### [Directive]
Return each line from the rows below that contains the string "lantern". Case counts when matching.

─── Supplied data ───

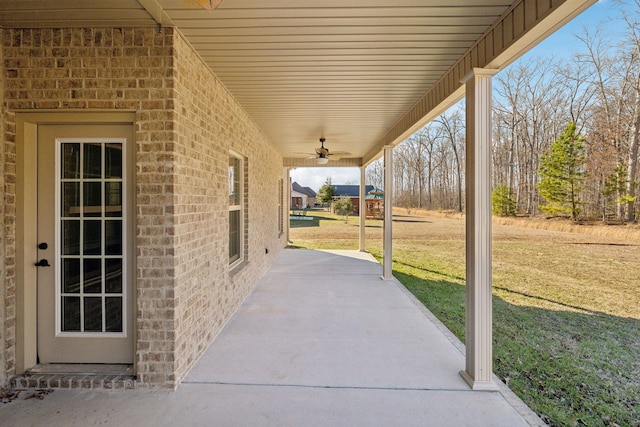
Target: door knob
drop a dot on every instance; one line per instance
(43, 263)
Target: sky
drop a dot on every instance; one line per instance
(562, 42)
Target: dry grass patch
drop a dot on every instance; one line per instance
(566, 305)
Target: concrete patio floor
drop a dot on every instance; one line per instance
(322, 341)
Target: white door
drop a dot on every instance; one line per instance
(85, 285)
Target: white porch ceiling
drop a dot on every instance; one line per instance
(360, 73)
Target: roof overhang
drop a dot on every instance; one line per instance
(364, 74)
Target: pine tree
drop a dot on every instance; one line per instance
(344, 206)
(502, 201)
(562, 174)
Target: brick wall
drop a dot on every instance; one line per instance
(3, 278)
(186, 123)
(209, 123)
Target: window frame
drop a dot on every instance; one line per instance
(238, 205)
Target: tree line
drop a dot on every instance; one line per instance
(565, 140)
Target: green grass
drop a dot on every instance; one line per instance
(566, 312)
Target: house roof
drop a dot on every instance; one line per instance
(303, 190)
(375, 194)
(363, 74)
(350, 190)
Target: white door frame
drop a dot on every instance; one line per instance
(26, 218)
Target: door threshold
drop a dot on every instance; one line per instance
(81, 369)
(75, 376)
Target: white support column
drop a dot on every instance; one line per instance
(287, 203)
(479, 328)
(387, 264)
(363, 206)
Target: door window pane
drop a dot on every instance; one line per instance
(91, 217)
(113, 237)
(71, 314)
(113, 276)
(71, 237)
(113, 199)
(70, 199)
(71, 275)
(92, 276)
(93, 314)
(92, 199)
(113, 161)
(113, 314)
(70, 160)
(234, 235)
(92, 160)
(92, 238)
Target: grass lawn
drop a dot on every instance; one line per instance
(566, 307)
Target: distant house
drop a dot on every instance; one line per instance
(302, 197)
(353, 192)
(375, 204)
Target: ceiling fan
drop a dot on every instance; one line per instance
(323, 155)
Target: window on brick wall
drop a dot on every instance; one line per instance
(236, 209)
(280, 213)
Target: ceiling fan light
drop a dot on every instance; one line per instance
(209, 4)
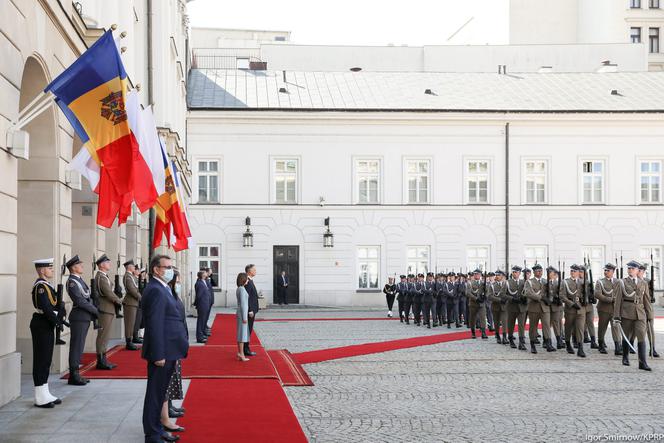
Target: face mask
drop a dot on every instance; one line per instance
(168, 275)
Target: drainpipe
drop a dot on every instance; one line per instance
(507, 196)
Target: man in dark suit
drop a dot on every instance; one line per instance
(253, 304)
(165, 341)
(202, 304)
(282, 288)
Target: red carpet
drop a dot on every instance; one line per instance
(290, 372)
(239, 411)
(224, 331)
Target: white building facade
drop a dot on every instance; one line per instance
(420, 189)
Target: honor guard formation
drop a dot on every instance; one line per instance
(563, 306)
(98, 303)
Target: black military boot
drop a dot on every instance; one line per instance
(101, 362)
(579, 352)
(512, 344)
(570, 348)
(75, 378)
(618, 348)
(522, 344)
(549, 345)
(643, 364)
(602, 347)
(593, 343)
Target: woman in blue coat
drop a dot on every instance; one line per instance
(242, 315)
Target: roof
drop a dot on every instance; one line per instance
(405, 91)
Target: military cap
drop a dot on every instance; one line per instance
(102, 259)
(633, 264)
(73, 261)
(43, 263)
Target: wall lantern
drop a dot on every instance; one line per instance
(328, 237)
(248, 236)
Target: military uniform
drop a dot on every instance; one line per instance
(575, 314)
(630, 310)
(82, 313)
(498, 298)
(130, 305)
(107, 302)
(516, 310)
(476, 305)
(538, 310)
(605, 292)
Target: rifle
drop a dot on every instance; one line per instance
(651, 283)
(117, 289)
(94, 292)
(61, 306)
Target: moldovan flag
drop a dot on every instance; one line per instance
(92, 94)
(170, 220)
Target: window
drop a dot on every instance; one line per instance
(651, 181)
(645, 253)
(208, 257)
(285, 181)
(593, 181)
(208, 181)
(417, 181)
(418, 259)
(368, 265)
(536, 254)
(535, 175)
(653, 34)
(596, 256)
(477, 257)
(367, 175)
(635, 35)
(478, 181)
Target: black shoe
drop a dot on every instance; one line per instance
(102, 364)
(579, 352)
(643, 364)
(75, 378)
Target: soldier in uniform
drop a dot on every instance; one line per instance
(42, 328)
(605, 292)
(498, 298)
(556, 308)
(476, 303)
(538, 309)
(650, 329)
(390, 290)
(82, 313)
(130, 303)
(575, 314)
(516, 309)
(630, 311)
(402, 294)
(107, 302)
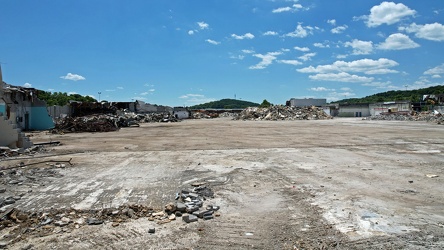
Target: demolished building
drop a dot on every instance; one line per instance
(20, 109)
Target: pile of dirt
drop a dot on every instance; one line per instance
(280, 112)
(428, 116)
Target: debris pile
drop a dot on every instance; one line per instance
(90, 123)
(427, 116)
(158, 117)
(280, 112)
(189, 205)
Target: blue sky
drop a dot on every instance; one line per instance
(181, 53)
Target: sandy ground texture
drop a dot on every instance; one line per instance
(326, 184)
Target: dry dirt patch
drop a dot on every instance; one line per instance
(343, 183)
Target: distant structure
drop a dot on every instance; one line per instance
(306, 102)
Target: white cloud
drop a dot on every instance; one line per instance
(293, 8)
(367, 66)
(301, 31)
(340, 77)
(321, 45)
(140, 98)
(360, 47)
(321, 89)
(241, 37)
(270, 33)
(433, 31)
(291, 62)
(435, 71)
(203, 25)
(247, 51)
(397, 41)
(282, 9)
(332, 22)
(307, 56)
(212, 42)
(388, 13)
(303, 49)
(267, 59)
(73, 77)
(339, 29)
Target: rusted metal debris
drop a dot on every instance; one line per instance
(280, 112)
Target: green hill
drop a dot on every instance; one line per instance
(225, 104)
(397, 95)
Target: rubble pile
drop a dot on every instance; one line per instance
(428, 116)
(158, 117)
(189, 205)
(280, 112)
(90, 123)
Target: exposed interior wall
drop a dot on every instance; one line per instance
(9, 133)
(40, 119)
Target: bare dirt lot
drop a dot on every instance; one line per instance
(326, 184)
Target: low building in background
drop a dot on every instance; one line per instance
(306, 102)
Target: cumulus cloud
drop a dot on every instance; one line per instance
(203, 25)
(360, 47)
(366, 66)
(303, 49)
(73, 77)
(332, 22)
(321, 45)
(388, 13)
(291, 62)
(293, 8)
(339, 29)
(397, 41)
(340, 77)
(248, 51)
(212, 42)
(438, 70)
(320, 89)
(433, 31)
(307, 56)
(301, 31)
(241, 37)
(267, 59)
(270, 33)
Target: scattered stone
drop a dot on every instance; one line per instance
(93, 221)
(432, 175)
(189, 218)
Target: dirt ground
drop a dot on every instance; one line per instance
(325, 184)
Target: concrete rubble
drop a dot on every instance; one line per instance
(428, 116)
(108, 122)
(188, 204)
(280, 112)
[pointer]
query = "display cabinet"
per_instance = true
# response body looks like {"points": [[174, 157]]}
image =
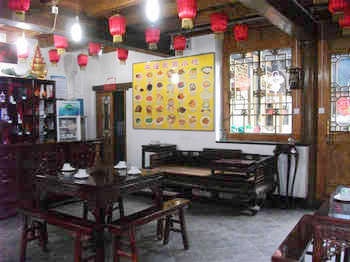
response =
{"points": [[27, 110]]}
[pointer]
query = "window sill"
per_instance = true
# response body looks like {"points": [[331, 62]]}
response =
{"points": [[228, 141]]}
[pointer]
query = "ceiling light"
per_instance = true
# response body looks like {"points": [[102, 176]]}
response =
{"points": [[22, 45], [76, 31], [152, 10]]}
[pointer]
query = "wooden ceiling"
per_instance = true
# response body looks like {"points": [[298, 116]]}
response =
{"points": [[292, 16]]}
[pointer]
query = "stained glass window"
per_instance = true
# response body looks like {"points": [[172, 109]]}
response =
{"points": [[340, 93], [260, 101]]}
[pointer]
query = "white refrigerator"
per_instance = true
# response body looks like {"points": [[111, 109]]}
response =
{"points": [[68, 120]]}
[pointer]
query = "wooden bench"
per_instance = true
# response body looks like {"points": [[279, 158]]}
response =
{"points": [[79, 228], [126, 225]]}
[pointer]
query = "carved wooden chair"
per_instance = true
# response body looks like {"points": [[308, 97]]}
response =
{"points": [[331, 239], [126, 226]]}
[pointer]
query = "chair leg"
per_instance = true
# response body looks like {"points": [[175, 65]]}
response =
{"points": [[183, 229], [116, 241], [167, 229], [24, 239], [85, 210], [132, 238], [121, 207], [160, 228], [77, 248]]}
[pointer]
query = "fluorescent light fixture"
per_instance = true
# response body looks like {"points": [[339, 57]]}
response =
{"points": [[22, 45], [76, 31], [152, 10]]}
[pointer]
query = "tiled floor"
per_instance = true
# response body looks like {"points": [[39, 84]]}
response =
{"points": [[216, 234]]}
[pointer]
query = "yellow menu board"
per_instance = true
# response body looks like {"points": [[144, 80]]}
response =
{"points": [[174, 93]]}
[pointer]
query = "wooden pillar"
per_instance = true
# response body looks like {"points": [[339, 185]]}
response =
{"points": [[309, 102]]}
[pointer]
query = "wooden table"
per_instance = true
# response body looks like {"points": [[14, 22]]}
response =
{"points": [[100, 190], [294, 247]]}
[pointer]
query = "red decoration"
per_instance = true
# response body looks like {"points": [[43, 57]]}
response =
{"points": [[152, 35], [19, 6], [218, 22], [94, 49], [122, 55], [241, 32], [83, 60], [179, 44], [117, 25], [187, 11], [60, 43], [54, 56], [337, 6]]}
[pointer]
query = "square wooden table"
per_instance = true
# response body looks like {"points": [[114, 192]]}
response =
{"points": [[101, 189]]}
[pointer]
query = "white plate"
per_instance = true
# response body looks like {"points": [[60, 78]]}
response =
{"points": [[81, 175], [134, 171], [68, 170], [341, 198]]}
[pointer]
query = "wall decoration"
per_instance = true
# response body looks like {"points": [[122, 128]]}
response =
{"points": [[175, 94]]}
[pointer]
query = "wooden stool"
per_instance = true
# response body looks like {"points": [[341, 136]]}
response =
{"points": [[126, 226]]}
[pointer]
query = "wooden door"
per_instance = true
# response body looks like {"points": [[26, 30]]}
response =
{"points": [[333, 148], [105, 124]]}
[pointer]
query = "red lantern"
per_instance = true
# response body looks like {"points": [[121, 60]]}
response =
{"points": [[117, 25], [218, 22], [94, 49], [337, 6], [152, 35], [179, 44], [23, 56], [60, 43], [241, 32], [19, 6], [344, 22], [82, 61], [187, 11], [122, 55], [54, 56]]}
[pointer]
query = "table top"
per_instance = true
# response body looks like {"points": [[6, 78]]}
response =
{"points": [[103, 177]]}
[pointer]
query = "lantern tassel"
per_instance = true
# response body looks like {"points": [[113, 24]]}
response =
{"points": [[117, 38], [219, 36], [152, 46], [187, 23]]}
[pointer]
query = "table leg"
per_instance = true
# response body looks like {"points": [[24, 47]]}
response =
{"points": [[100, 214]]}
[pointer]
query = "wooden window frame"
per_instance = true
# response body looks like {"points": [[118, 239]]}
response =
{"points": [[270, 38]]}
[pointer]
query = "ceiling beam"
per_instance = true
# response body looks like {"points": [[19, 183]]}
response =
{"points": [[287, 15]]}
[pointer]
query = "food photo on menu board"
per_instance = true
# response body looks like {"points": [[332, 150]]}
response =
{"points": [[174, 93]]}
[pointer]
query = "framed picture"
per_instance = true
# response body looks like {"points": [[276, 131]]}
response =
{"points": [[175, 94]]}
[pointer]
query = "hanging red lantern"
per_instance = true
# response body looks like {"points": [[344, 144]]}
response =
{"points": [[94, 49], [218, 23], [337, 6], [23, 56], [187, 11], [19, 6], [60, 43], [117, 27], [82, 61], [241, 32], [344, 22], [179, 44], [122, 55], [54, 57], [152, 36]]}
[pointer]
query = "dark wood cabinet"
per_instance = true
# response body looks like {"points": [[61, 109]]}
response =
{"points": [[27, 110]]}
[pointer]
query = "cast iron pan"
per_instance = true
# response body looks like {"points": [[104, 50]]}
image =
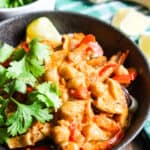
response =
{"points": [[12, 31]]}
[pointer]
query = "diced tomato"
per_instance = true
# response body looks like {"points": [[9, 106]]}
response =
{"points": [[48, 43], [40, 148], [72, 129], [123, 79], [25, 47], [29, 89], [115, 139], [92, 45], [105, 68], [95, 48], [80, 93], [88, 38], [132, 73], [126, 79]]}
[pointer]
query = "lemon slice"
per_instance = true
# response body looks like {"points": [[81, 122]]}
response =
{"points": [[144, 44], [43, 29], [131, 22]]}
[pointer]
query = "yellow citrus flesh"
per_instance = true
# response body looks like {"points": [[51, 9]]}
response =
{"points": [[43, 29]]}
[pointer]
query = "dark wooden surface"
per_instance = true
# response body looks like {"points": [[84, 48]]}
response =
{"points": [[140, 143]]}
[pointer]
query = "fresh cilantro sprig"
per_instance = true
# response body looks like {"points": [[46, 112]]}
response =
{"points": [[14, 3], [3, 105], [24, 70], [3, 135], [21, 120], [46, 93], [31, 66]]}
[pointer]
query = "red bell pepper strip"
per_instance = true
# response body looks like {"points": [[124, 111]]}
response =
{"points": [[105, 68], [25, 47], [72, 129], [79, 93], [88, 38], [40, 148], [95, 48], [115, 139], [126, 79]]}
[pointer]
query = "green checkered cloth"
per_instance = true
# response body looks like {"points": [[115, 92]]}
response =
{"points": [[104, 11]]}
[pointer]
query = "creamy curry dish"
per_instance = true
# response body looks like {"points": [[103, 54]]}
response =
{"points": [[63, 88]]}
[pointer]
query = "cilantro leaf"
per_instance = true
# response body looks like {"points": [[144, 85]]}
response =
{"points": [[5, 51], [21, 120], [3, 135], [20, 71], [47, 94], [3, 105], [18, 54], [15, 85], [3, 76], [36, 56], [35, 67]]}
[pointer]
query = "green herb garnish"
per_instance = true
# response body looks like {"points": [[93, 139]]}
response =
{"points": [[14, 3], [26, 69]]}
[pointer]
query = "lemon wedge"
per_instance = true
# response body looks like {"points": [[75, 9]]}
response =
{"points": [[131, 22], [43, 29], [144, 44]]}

───

### [Response for this exercise]
Target: wall lantern
query = "red lantern"
query = "lantern tassel"
query = "hanging red lantern"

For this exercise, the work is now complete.